* [What is required]
Whenever a picture appears in the records, exclude it, and transcribe everything else exactly.

:::::

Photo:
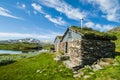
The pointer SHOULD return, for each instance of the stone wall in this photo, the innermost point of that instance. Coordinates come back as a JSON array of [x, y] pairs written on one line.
[[62, 47], [83, 52]]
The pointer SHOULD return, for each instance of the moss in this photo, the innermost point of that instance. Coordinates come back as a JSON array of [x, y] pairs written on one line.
[[89, 33]]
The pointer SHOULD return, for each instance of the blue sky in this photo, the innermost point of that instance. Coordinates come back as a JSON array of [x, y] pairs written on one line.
[[44, 19]]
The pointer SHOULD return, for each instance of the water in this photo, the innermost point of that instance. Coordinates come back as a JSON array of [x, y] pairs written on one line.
[[10, 52], [19, 52]]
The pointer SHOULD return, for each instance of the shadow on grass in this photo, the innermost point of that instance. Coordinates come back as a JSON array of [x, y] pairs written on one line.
[[6, 62]]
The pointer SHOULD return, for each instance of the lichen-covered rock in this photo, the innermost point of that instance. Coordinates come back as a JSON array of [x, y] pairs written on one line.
[[85, 52]]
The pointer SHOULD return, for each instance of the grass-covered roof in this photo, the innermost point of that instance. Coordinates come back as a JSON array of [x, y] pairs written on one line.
[[59, 37], [93, 34]]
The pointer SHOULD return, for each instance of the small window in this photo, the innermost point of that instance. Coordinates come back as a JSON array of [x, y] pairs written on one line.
[[69, 35]]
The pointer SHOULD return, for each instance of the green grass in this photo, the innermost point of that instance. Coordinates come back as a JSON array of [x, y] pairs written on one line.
[[109, 73], [26, 69]]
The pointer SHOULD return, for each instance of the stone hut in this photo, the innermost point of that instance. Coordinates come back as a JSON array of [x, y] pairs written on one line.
[[85, 46], [57, 43]]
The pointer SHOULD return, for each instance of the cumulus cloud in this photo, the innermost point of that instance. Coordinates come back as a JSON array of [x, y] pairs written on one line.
[[63, 7], [14, 35], [6, 13], [37, 7], [21, 6], [99, 27], [110, 8], [57, 20]]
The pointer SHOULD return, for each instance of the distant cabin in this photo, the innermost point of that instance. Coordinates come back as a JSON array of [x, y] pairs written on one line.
[[85, 45]]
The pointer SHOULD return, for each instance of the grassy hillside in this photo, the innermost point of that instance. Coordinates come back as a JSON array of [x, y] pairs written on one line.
[[41, 67], [116, 32]]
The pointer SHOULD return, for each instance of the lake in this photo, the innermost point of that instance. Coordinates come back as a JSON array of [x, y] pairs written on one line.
[[19, 52]]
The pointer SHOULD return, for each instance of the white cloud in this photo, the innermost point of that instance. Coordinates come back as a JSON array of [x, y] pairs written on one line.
[[98, 26], [57, 20], [37, 7], [34, 12], [6, 13], [62, 7], [21, 6], [14, 35], [110, 8]]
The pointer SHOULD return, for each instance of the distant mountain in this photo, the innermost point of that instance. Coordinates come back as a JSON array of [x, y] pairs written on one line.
[[117, 29]]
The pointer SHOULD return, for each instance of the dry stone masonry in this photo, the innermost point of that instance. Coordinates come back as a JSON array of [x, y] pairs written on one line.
[[84, 52]]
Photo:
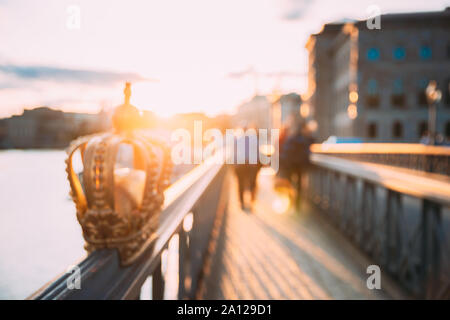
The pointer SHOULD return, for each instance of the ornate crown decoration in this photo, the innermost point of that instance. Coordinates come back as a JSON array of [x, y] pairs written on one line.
[[119, 206]]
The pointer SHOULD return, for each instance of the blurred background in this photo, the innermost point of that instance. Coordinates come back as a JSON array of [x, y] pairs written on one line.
[[63, 65]]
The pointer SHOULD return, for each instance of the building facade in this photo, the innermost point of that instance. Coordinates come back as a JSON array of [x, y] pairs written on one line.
[[370, 83], [48, 128]]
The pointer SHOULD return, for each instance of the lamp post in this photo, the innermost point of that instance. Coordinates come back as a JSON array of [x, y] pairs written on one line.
[[434, 95]]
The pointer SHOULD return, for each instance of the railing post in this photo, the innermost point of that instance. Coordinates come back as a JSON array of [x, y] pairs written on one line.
[[158, 283], [182, 255]]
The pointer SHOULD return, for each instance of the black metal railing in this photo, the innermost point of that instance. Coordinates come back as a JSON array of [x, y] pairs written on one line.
[[400, 219], [435, 159], [101, 275]]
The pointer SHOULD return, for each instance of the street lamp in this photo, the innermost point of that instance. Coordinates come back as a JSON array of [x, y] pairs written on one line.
[[434, 95]]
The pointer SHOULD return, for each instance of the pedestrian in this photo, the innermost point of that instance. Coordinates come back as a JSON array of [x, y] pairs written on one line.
[[247, 165], [294, 158]]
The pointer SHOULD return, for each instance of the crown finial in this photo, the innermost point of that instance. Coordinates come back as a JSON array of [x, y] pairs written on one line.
[[127, 92], [126, 117]]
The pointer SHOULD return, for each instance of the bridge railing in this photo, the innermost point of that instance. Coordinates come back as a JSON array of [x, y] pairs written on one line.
[[420, 157], [399, 217], [189, 210]]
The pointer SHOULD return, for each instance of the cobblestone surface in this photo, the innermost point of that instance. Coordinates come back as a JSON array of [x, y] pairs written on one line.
[[293, 255]]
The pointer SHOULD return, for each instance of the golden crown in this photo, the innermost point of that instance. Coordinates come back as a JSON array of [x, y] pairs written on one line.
[[119, 193]]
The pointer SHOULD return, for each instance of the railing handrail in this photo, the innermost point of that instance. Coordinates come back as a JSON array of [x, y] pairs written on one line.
[[380, 148], [101, 273], [413, 184]]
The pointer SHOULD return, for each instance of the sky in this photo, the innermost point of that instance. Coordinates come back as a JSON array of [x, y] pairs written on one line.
[[181, 56]]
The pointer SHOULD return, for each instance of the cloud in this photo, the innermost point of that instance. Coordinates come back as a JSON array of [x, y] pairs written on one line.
[[31, 73], [275, 74], [294, 9]]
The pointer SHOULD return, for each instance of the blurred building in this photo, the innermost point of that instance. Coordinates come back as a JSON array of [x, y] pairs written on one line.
[[371, 83], [286, 109], [47, 128], [257, 113]]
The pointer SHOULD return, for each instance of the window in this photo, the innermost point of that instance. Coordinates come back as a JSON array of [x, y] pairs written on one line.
[[447, 130], [372, 99], [398, 97], [421, 95], [399, 53], [423, 128], [397, 130], [372, 130], [425, 52], [447, 92], [373, 54]]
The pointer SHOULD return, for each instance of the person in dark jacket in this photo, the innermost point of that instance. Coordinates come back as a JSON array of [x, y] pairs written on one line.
[[247, 164], [294, 158]]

:::::

* [Output of the exercise]
Photo:
The pointer SHOULD return, for each instance of the stone wall in this photo, the innermost point of that instance. Coordinates come back as a JSON array of [x, y] pairs written on one line.
[[62, 47], [83, 52]]
The pointer SHOULD return, for each instance of the moss in this photo, the innermost point of that instance. Coordinates come back as a JSON array of [x, y] pairs written on one line.
[[89, 33]]
The pointer SHOULD return, for each instance of the blue sky in this photo, the innermost point of that instance. Coordinates come back as a JSON array of [x, y] pairs written on one line.
[[44, 19]]
The pointer SHOULD return, for each instance of the water in this photo, the innermost point of that instance. Coordinates come back as a JSON array of [x, y] pairs written on one line.
[[10, 52], [19, 52]]
The pointer SHOULD return, for each instance of the shadow on grass in this photo, the innermost point of that instance. Coordinates come back as a JSON array of [x, y] pairs written on one line.
[[6, 62]]
The pointer SHOULD return, for each instance of the lichen-covered rock in this photo, the innermost point of that instance. Coordinates come back as a JSON array of [x, y] pairs written on one line.
[[85, 52]]
The pointer SHOULD return, for each instance of the grass-covered roof in this photo, the innermost point of that instance. Coordinates come back as a JSON array of [x, y] pairs written on one line.
[[59, 37], [93, 34]]
The pointer SHOULD return, for each instance of the small window in this photo, the innermost point of that instance. Coordinates come back as a JSON array of [x, y] pairs written on one line.
[[69, 35]]
The pointer SHOULD return, for each instance of the green grass in this photo, the innermost point of that instance. Coordinates come back as a JSON array of [x, y] pairs written on one line.
[[109, 73], [26, 69]]
The pointer SHOULD return, for each instance of the stone hut in this photo, the innermost point of that instance. Coordinates come back as a JSON array of [x, y] pairs written on one line.
[[85, 46], [57, 43]]
The pointer SHOULD return, for each instance of the cumulus cloud in this photo, the innermost point of that instance. Coordinates come back as a JSON array of [x, y] pairs written on one line.
[[63, 7], [14, 35], [6, 13], [37, 7], [21, 6], [99, 27], [110, 8], [57, 20]]
The pointer SHOULD return, for each instance of the distant cabin in this photo, the innermost point of that instance. Coordinates come back as a JSON array of [x, y] pairs written on one line.
[[85, 45]]
The pointer SHOULD return, for each instance of the grassy hillside in this photo, the innermost point of that instance. Coordinates come back as a JSON array of [x, y] pairs written on one line.
[[41, 67], [116, 32]]
The pointer SHOULD return, for each instance of the lake in this photo, the innermost point of that instance. Coordinates come back as a JSON array of [x, y] pairs written on one line.
[[19, 52]]
The pointer SHOULD return, for each instance of the white cloud in this photo, the innermost point of that instance. Coordinates come back as a JSON array of [x, y] pairs written on one line.
[[98, 26], [57, 20], [37, 7], [34, 12], [6, 13], [62, 7], [21, 6], [14, 35], [110, 8]]
The pointer SHOULD return, for each instance of the distant mountain in this photo, the innermost point of that instance. Coordinates come back as a JSON array of [x, y] pairs written on one line.
[[117, 29]]
The pointer SHOULD return, for each instance of the dry stone masonry in this photo, the innermost point of that instance. Coordinates come back as a JSON array of [x, y] pairs written on one line.
[[84, 52]]
Photo:
The pointer SHOULD return, for each instance of the ornate crown decoration in this photo, the innermost point of that instance. Coordinates come back as a JSON array of [x, y] pairs written on one line.
[[119, 206]]
The pointer SHOULD return, for each instance of the blurred background in this photo, the innermost point of that instance. Coordinates come back as a JSON array of [x, y] pairs written on one line.
[[63, 65]]
The pointer SHOULD return, for each instance of the building facade in this photo, the innermost point of that instance. Coordinates come back as a JSON array of [x, y] pairs written on one line.
[[370, 83], [48, 128]]
The pointer SHOULD return, for each instance of the lamp post in this photo, the innermost point of that instance. Coordinates come back as a JSON array of [x, y] pairs written on one line.
[[434, 95]]
The pointer SHOULD return, for each instance of the railing post in this photo, the innermost point of that instance. Coordinates come back as a JSON array of [x, y] pairs written on one line.
[[158, 283], [182, 255]]
The pointer SHOULD return, for each instance of the black metal railing in this photo, the innermost point of that instance. Coordinates come back as a JSON array of [x, y] pairs written on one line.
[[400, 219], [435, 159], [101, 275]]
The pointer SHOULD return, for each instance of the street lamp in this photo, the innermost point of that instance. Coordinates come back as a JSON array of [x, y] pairs written on one line.
[[434, 95]]
The pointer SHOULD return, for each instance of the pedestrian in this photo, the innermost point of that instance. Coordinates come back as a JSON array of [x, y] pairs written on one line.
[[247, 165], [294, 158]]
The pointer SHOULD return, for each instance of the crown finial in this photo, the innermost point of that instance. Coordinates come back as a JSON array of [x, y] pairs written on one line.
[[127, 92], [126, 117]]
The pointer SHOULD return, for each instance of the bridge railing in this photo, the innermost point of that instance. Coordinates come back as a JSON array of [x, y] pairs written on one line.
[[420, 157], [399, 217], [189, 210]]
The pointer SHOULD return, for each instance of the cobblestone surface in this photo, the innermost point of that instance. Coordinates come back as a JSON array of [x, y] pairs written on one line.
[[293, 255]]
The pointer SHOULD return, for each instance of the golden crown in this photo, the innermost point of that instance. Coordinates come back as a JSON array of [x, y] pairs written on one line.
[[119, 193]]
The pointer SHOULD return, for each instance of the railing handrail in this photo, the innermost point of that instance. Coordinates come back as a JSON array of [x, y] pairs written on one line.
[[380, 148], [101, 273], [413, 184]]
The pointer SHOULD return, for each instance of the sky in this photo, the innermost point of that instance. Coordinates come back as a JSON array of [x, y] pairs written on one line.
[[181, 56]]
The pointer SHOULD return, for each instance of the cloud in this photo, the innermost point of that instance. Coordinates come back as a JSON array of [x, y] pairs written on one line.
[[31, 73], [275, 74], [294, 9]]
The pointer SHOULD return, for each instance of the blurred building in this photo, the innermost point of that instance. Coordinates come back as a JSON array of [x, y] pairs written on one line.
[[371, 83], [286, 109], [47, 128], [257, 113]]
The pointer SHOULD return, for each instance of the window in this photo, the innermost point of that instance. Coordinates come back as a JSON array of [x, y] pairs written on one line.
[[447, 130], [372, 99], [398, 97], [421, 95], [399, 53], [423, 128], [397, 130], [372, 130], [425, 52], [447, 92], [373, 54]]
The pointer SHOULD return, for each instance of the person in dark jacket in this photo, the innermost point of that instance. Coordinates come back as a JSON array of [x, y] pairs written on one line.
[[247, 164], [294, 158]]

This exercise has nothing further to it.